* START DATA IN THIS EXERCISE *

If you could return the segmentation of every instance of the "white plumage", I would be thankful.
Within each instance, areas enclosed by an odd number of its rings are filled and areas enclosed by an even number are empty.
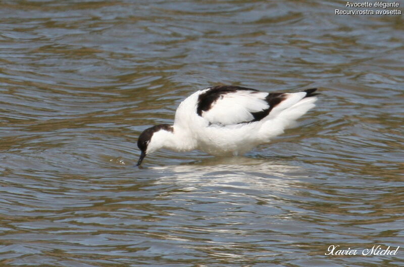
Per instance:
[[[219,86],[198,91],[180,104],[173,125],[159,124],[142,132],[137,165],[161,148],[199,149],[215,156],[244,154],[282,134],[314,107],[316,90],[269,93]]]

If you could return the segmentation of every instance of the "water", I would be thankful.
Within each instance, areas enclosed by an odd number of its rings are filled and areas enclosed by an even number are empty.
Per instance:
[[[402,17],[345,4],[2,1],[1,264],[402,265]],[[143,129],[219,84],[322,95],[244,157],[134,167]]]

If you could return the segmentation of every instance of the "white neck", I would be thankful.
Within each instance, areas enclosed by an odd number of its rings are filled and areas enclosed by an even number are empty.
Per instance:
[[[155,132],[147,148],[147,152],[152,153],[165,148],[177,152],[189,151],[195,149],[196,142],[189,130],[174,126],[173,131],[160,130]]]

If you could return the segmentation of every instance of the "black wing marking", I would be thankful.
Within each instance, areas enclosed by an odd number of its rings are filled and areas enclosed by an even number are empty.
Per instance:
[[[231,85],[219,85],[210,87],[209,90],[199,95],[198,97],[198,104],[196,113],[202,116],[202,111],[207,111],[212,107],[212,104],[219,99],[221,96],[228,93],[234,92],[239,90],[259,92],[258,90],[240,86]]]

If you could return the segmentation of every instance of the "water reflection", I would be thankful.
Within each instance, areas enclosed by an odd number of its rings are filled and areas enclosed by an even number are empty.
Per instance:
[[[2,2],[3,265],[399,265],[403,27],[338,2]],[[148,126],[196,90],[319,87],[245,157],[162,151]]]

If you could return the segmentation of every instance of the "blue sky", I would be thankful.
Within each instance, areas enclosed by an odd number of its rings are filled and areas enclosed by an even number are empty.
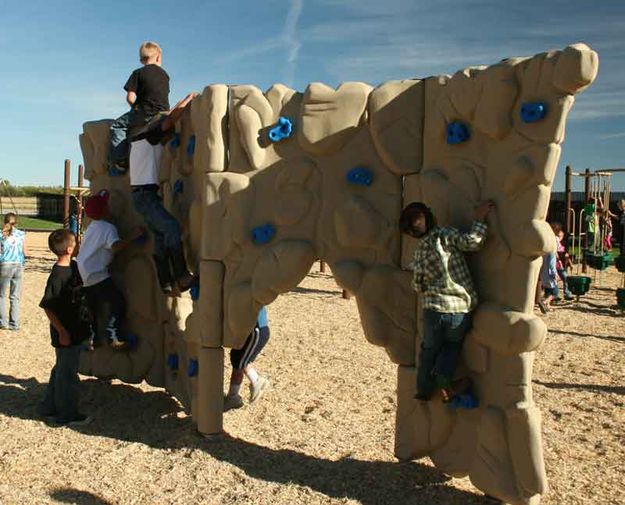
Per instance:
[[[210,83],[378,84],[583,41],[599,76],[569,117],[561,189],[566,164],[625,166],[624,33],[622,0],[0,0],[0,177],[62,184],[82,123],[125,112],[144,40],[163,47],[172,103]]]

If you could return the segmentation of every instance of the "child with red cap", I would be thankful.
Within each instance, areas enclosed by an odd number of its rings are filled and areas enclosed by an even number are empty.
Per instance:
[[[108,340],[114,349],[125,349],[129,343],[120,331],[125,303],[113,283],[109,265],[116,253],[126,249],[132,242],[140,243],[145,237],[140,229],[131,240],[121,240],[115,225],[105,221],[108,216],[108,200],[108,191],[102,190],[85,203],[85,213],[91,223],[83,236],[76,261],[87,304],[95,320],[97,340]]]

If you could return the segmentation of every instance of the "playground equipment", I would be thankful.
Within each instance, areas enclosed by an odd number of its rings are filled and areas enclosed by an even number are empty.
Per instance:
[[[63,176],[63,227],[76,235],[76,242],[82,240],[83,208],[85,198],[89,196],[91,189],[85,186],[85,168],[78,165],[78,186],[71,185],[72,165],[70,160],[65,160]],[[72,212],[72,200],[74,212]]]
[[[597,54],[576,44],[377,88],[208,86],[177,125],[160,176],[199,293],[164,298],[150,244],[130,251],[113,276],[138,344],[84,353],[82,372],[164,386],[201,433],[219,434],[224,347],[243,345],[259,308],[321,259],[355,296],[367,340],[398,365],[397,457],[429,456],[490,495],[537,504],[546,475],[531,376],[546,328],[533,299],[540,258],[554,242],[544,216],[573,95],[597,67]],[[276,131],[279,141],[261,145],[280,117],[290,135]],[[128,176],[108,175],[109,125],[85,123],[80,144],[91,188],[109,189],[124,236],[141,220]],[[192,154],[180,147],[191,137]],[[497,208],[485,247],[470,258],[480,304],[460,371],[472,377],[480,406],[420,403],[418,300],[406,271],[414,239],[400,236],[399,213],[420,200],[440,224],[465,227],[487,198]]]

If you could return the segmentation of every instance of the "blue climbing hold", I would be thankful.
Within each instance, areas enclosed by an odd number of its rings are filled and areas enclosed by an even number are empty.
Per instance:
[[[272,142],[280,142],[281,140],[290,137],[292,133],[293,123],[291,123],[291,120],[284,116],[280,116],[278,124],[269,130],[269,140]]]
[[[368,168],[357,167],[347,172],[347,182],[359,186],[371,186],[373,173]]]
[[[167,355],[167,366],[172,370],[178,370],[178,355],[174,352]]]
[[[200,364],[196,359],[191,358],[189,360],[189,365],[187,366],[187,375],[189,377],[195,377],[199,371]]]
[[[189,293],[191,293],[191,300],[197,301],[200,299],[200,285],[196,284],[195,286],[191,286],[189,289]]]
[[[542,102],[528,102],[521,105],[521,119],[524,123],[536,123],[545,119],[547,106]]]
[[[187,154],[192,156],[195,152],[195,135],[191,135],[189,137],[189,141],[187,142]]]
[[[252,230],[252,242],[256,245],[266,244],[275,236],[276,229],[272,224],[257,226]]]
[[[174,193],[182,193],[183,189],[184,182],[182,181],[182,179],[176,179],[176,182],[174,182]]]
[[[453,122],[447,125],[447,143],[462,144],[471,138],[469,128],[464,123]]]
[[[473,393],[462,393],[454,396],[450,402],[449,406],[452,409],[476,409],[480,406],[480,402],[477,401],[477,398],[473,396]]]

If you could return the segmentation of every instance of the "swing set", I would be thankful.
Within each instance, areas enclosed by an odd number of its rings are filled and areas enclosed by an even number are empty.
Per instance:
[[[591,278],[586,274],[587,267],[594,270],[594,281],[599,284],[601,274],[612,263],[612,255],[607,250],[611,234],[610,198],[612,192],[612,175],[615,172],[625,172],[625,168],[602,169],[591,172],[586,169],[583,173],[573,172],[570,166],[566,167],[566,232],[570,234],[571,247],[577,252],[577,267],[575,275],[568,277],[568,287],[579,301],[590,289]],[[579,213],[575,213],[572,206],[572,178],[584,178],[584,203]],[[619,272],[623,272],[623,287],[617,289],[617,300],[621,307],[625,307],[625,257],[615,260]],[[581,269],[581,273],[580,273]]]

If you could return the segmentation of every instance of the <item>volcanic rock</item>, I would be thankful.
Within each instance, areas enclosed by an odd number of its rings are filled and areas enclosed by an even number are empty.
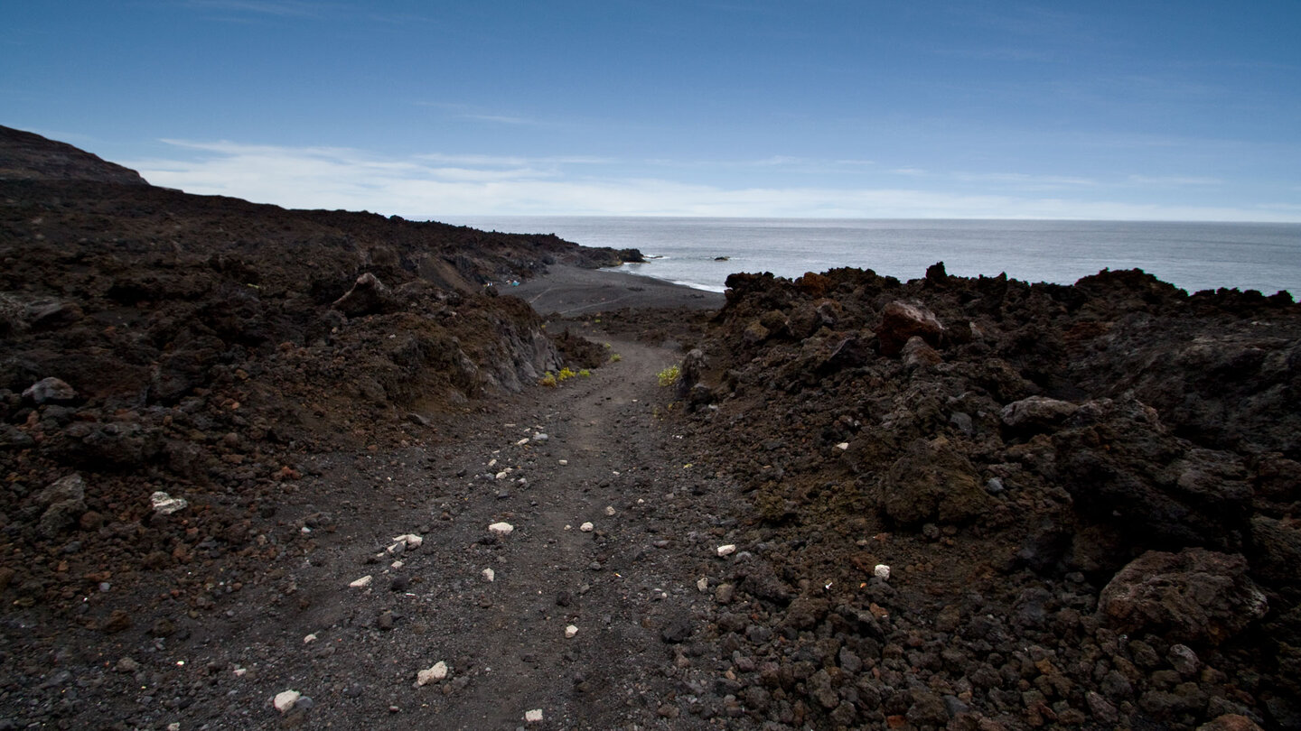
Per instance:
[[[881,311],[881,325],[876,329],[881,355],[899,355],[912,337],[920,337],[932,347],[939,345],[945,326],[939,317],[920,302],[894,300]]]
[[[1206,549],[1147,552],[1098,597],[1098,614],[1119,631],[1155,632],[1194,645],[1219,645],[1266,611],[1268,602],[1248,578],[1246,559]]]

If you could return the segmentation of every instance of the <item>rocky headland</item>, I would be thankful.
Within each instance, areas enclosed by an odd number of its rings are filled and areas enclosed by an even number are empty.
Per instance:
[[[637,256],[0,127],[0,728],[1301,728],[1289,295]]]

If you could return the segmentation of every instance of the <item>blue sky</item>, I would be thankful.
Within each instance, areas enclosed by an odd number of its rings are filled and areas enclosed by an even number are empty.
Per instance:
[[[1301,221],[1301,3],[0,5],[0,124],[410,217]]]

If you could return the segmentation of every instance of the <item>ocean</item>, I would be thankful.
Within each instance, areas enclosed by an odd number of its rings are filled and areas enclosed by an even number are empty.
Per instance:
[[[637,248],[621,269],[722,291],[732,272],[799,277],[834,267],[912,280],[943,261],[950,274],[1072,284],[1138,268],[1189,293],[1287,290],[1301,297],[1301,224],[885,219],[670,219],[505,216],[438,219],[584,246]]]

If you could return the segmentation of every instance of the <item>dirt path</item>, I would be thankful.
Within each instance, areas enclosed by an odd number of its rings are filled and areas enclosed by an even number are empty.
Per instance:
[[[674,674],[718,561],[726,522],[710,510],[731,493],[705,490],[657,419],[656,373],[677,354],[613,351],[618,363],[467,419],[446,444],[321,458],[299,493],[315,502],[277,515],[295,568],[222,600],[185,644],[135,650],[167,669],[144,678],[163,685],[196,654],[207,670],[185,709],[126,721],[477,730],[540,710],[530,728],[708,726],[678,718]],[[494,537],[498,522],[514,531]],[[403,533],[422,545],[389,553]],[[438,662],[448,676],[416,687]],[[311,708],[278,714],[288,689]]]

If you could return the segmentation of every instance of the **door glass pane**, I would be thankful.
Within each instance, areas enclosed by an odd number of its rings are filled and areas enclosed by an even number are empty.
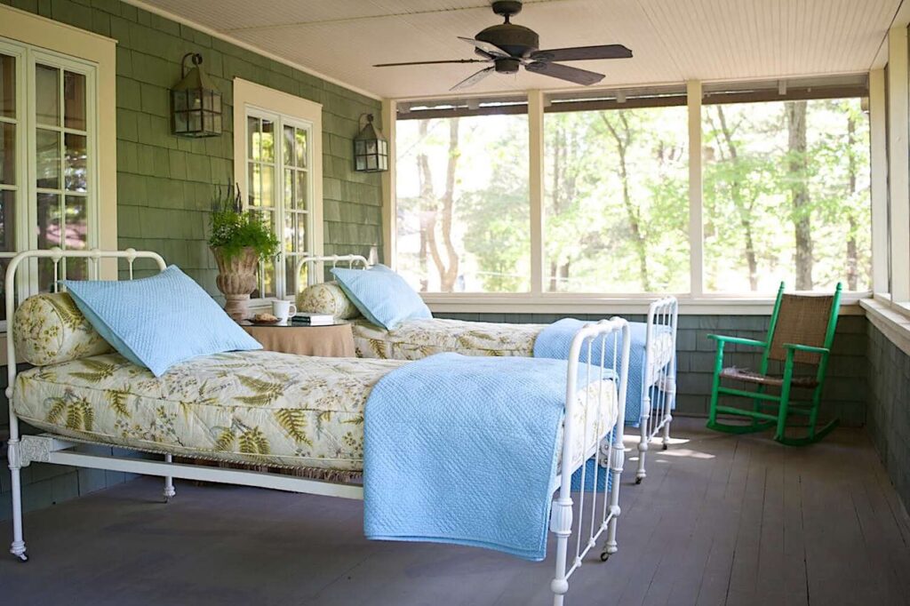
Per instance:
[[[272,167],[260,167],[262,171],[262,206],[275,206],[275,169]]]
[[[247,187],[249,187],[249,191],[247,192],[247,201],[249,206],[258,207],[262,204],[260,199],[262,187],[260,185],[259,165],[249,165],[248,179],[249,184]]]
[[[15,250],[15,192],[0,190],[0,250]]]
[[[0,55],[0,116],[15,117],[15,58]]]
[[[294,171],[285,169],[285,199],[293,206],[294,201]]]
[[[15,125],[0,123],[0,183],[15,185]]]
[[[259,159],[259,121],[255,117],[247,118],[247,157]]]
[[[300,168],[307,167],[307,131],[302,128],[296,129],[295,139],[297,142],[297,166]]]
[[[262,141],[260,143],[261,158],[263,162],[275,161],[275,123],[271,120],[262,121]]]
[[[302,170],[297,171],[297,191],[294,192],[295,208],[299,210],[307,209],[307,173]]]
[[[35,116],[38,124],[60,126],[60,70],[35,67]]]
[[[35,138],[37,156],[35,183],[39,187],[56,189],[60,187],[60,133],[37,128]]]
[[[291,166],[294,164],[294,127],[285,126],[284,133],[284,153],[282,156],[285,165]]]
[[[87,191],[86,158],[88,155],[86,137],[83,135],[66,133],[66,182],[69,191]]]
[[[64,214],[66,227],[66,247],[73,250],[84,250],[87,243],[87,200],[82,196],[67,196]],[[66,279],[88,279],[88,259],[66,259]]]
[[[64,125],[86,130],[86,76],[64,72]]]

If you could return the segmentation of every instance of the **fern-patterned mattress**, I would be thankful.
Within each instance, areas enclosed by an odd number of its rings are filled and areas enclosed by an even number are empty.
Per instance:
[[[362,470],[363,415],[372,387],[403,361],[247,351],[197,358],[156,379],[109,353],[37,367],[16,377],[16,414],[77,439],[187,457],[294,468]],[[616,419],[612,381],[595,424],[577,432],[574,459]],[[432,402],[427,402],[432,406]],[[590,423],[585,421],[590,420]]]
[[[431,318],[402,322],[391,330],[370,324],[365,318],[352,322],[354,345],[361,358],[420,359],[448,351],[465,356],[534,355],[534,341],[546,324],[502,324],[470,322]],[[657,333],[652,351],[655,368],[664,367],[672,358],[672,335]]]

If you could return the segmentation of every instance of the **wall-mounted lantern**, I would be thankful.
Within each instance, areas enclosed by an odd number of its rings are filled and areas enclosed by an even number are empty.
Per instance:
[[[389,170],[389,142],[373,126],[373,115],[360,116],[360,124],[364,126],[354,137],[354,170],[361,173]]]
[[[187,70],[187,59],[193,67]],[[221,134],[221,93],[202,69],[202,56],[187,53],[181,62],[183,79],[171,88],[171,131],[178,136],[217,136]]]

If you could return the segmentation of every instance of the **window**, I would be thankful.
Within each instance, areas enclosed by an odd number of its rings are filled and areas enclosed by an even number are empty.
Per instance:
[[[260,264],[252,297],[290,298],[308,284],[300,259],[322,254],[321,106],[239,79],[234,100],[235,132],[246,134],[241,149],[235,140],[246,207],[281,241],[278,256]]]
[[[543,132],[543,289],[687,292],[685,107],[553,111]]]
[[[0,268],[26,248],[97,246],[96,67],[0,39]],[[28,292],[88,277],[86,260],[42,261]],[[4,315],[0,319],[5,319]]]
[[[396,141],[401,275],[424,292],[527,292],[527,115],[399,118]]]
[[[867,80],[399,104],[396,268],[450,309],[868,291]]]
[[[860,99],[705,105],[703,158],[707,291],[870,288]]]

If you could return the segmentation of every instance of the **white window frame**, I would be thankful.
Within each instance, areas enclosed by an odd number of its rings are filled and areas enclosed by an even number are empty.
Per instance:
[[[308,130],[308,216],[307,247],[309,255],[322,255],[322,106],[293,95],[282,93],[241,78],[234,79],[234,176],[240,186],[247,208],[247,196],[249,191],[247,157],[247,117],[267,117],[275,124],[276,170],[274,184],[276,205],[276,236],[281,241],[281,248],[277,260],[276,292],[278,298],[293,298],[296,293],[288,292],[285,282],[284,249],[284,180],[280,167],[284,146],[285,125]],[[275,298],[262,298],[251,302],[254,308],[265,307]]]
[[[684,314],[770,315],[774,299],[771,294],[729,294],[705,292],[703,287],[703,225],[702,175],[702,82],[685,83],[689,131],[689,242],[690,291],[674,294],[680,300],[680,312]],[[870,85],[871,89],[871,85]],[[870,90],[870,95],[873,93]],[[514,96],[514,93],[510,96]],[[543,191],[543,107],[546,103],[541,90],[527,91],[529,127],[529,191],[531,201],[531,291],[526,293],[420,293],[432,311],[462,313],[646,313],[648,305],[657,293],[554,293],[543,289],[544,191]],[[410,99],[387,99],[383,102],[383,124],[389,135],[389,160],[397,157],[395,122],[399,103]],[[870,129],[875,116],[870,116]],[[396,198],[394,164],[383,177],[383,241],[385,262],[394,268],[396,263]],[[875,207],[873,206],[873,222]],[[875,263],[875,258],[874,258]],[[873,272],[875,275],[875,267]],[[872,291],[848,292],[841,298],[842,314],[861,315],[859,301],[872,296]]]

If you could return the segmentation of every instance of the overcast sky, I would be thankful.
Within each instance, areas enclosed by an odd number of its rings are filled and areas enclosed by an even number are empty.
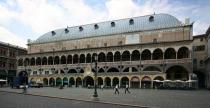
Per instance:
[[[0,41],[26,47],[58,28],[154,12],[190,18],[198,35],[210,25],[209,11],[210,0],[0,0]]]

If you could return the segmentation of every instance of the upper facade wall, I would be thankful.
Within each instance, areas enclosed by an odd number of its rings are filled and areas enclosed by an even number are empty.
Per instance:
[[[122,33],[110,36],[90,37],[49,43],[29,44],[28,53],[40,53],[61,50],[108,47],[126,44],[144,44],[153,42],[173,42],[190,40],[191,27],[176,27],[144,32]]]

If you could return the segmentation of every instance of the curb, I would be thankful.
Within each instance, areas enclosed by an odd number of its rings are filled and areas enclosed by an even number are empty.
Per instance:
[[[30,96],[40,96],[40,97],[55,98],[55,99],[64,99],[64,100],[74,100],[74,101],[82,101],[82,102],[92,102],[92,103],[101,103],[101,104],[129,106],[129,107],[137,107],[137,108],[157,108],[157,107],[149,107],[149,106],[122,104],[122,103],[112,103],[112,102],[103,102],[103,101],[93,101],[93,100],[83,100],[83,99],[74,99],[74,98],[47,96],[47,95],[39,95],[39,94],[31,94],[31,93],[24,94],[24,93],[19,93],[19,92],[12,92],[12,91],[1,91],[0,90],[0,92],[13,93],[13,94],[21,94],[21,95],[30,95]]]

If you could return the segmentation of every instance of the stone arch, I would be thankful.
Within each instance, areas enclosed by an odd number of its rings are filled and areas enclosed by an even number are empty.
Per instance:
[[[107,53],[107,62],[113,62],[113,53],[112,52]]]
[[[87,54],[86,63],[91,63],[91,54],[90,53]]]
[[[98,85],[103,85],[103,78],[102,77],[98,77]]]
[[[100,68],[99,70],[98,70],[98,73],[104,73],[105,71],[104,71],[104,69],[103,68]]]
[[[72,64],[72,55],[68,55],[67,64]]]
[[[76,87],[79,87],[82,85],[82,79],[80,77],[76,78]]]
[[[151,60],[151,52],[148,49],[143,50],[141,53],[141,60]]]
[[[107,72],[120,72],[119,69],[115,68],[115,67],[111,67],[107,70]]]
[[[18,59],[18,66],[23,66],[23,59],[22,58]]]
[[[41,63],[42,63],[41,57],[37,57],[36,58],[36,65],[41,65]]]
[[[144,76],[142,79],[141,79],[141,87],[142,88],[151,88],[151,84],[152,84],[152,80],[149,76]]]
[[[119,78],[118,77],[114,77],[112,79],[112,86],[116,86],[117,84],[119,85]]]
[[[140,52],[138,50],[134,50],[132,52],[131,60],[132,61],[138,61],[138,60],[140,60]]]
[[[91,76],[86,76],[83,80],[83,84],[85,87],[88,87],[88,85],[94,86],[94,80]]]
[[[106,55],[103,52],[98,54],[98,62],[106,62]]]
[[[122,77],[121,80],[120,80],[120,87],[125,87],[126,84],[129,84],[129,78],[128,77]]]
[[[60,86],[62,84],[62,80],[61,80],[61,78],[60,77],[57,77],[56,78],[56,86]]]
[[[117,61],[120,61],[121,60],[121,54],[119,51],[116,51],[114,53],[114,61],[117,62]]]
[[[68,85],[68,78],[67,77],[64,77],[63,78],[63,85]]]
[[[43,78],[43,85],[48,86],[48,79],[47,78]]]
[[[176,51],[174,48],[167,48],[164,53],[165,59],[176,59]]]
[[[58,65],[60,63],[60,58],[59,58],[59,56],[55,56],[55,58],[54,58],[54,64],[55,65]]]
[[[77,73],[76,69],[69,69],[68,73]]]
[[[166,79],[186,81],[189,79],[189,72],[183,66],[171,66],[166,70]]]
[[[69,78],[69,85],[70,86],[75,85],[75,80],[73,77]]]
[[[66,64],[66,56],[61,56],[61,64]]]
[[[73,64],[77,64],[77,63],[79,63],[79,56],[78,56],[78,54],[74,54],[74,56],[73,56]]]
[[[122,61],[130,61],[130,52],[129,51],[124,51],[122,53]]]
[[[92,62],[95,62],[95,56],[97,56],[97,54],[96,53],[93,53],[92,54]]]
[[[47,65],[47,57],[42,58],[42,65]]]
[[[148,66],[148,67],[145,67],[145,68],[143,69],[143,71],[159,71],[159,72],[161,72],[161,69],[159,69],[159,68],[156,67],[156,66]]]
[[[33,57],[33,58],[31,58],[31,66],[34,66],[35,65],[35,58]]]
[[[139,86],[140,86],[140,79],[139,79],[139,77],[133,76],[131,78],[131,85],[130,85],[130,87],[131,88],[139,88]]]
[[[104,80],[105,80],[105,86],[111,87],[111,78],[110,77],[106,77]]]
[[[177,59],[189,58],[190,51],[187,47],[179,48],[177,52]]]
[[[50,80],[49,80],[49,84],[50,84],[50,86],[55,86],[55,79],[54,78],[50,78]]]
[[[85,54],[81,54],[79,57],[79,62],[80,63],[85,63]]]
[[[163,51],[160,48],[157,48],[152,53],[153,60],[161,60],[163,59]]]
[[[52,56],[50,56],[50,57],[48,57],[48,65],[53,65],[53,57]]]

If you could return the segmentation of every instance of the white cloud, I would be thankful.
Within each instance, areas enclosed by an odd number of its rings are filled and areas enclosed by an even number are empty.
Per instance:
[[[26,48],[26,40],[21,39],[19,36],[15,35],[2,26],[0,26],[0,39],[2,42]]]

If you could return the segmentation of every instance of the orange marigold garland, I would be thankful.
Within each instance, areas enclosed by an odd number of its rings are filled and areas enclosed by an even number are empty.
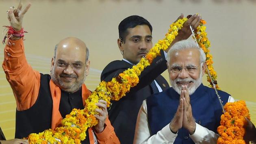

* END DATA IN THIS EXERCISE *

- **REQUIREMENTS**:
Rewrite the part of the material that opens with the line containing "cloud, I would be thankful." and closes at the end of the material, putting "gray cloud" in place of "white cloud" and changing nothing else. Leave the picture out of your version.

- **THE RESULT**:
If you could return the segmentation of every instance of the gray cloud, I would be thankful.
Within each instance, areas enclosed by an odd number of its rings are filled and areas enclosed by an even number are empty.
Per instance:
[[[26,48],[26,40],[21,39],[19,36],[15,35],[2,26],[0,26],[0,39],[2,42]]]

If you could return the segmentation of every instance of the orange marigold garland, I would be thankful.
Within each instance, areas enclosed by an odd number of its rings are filled and areas enclosed by an even number are empty.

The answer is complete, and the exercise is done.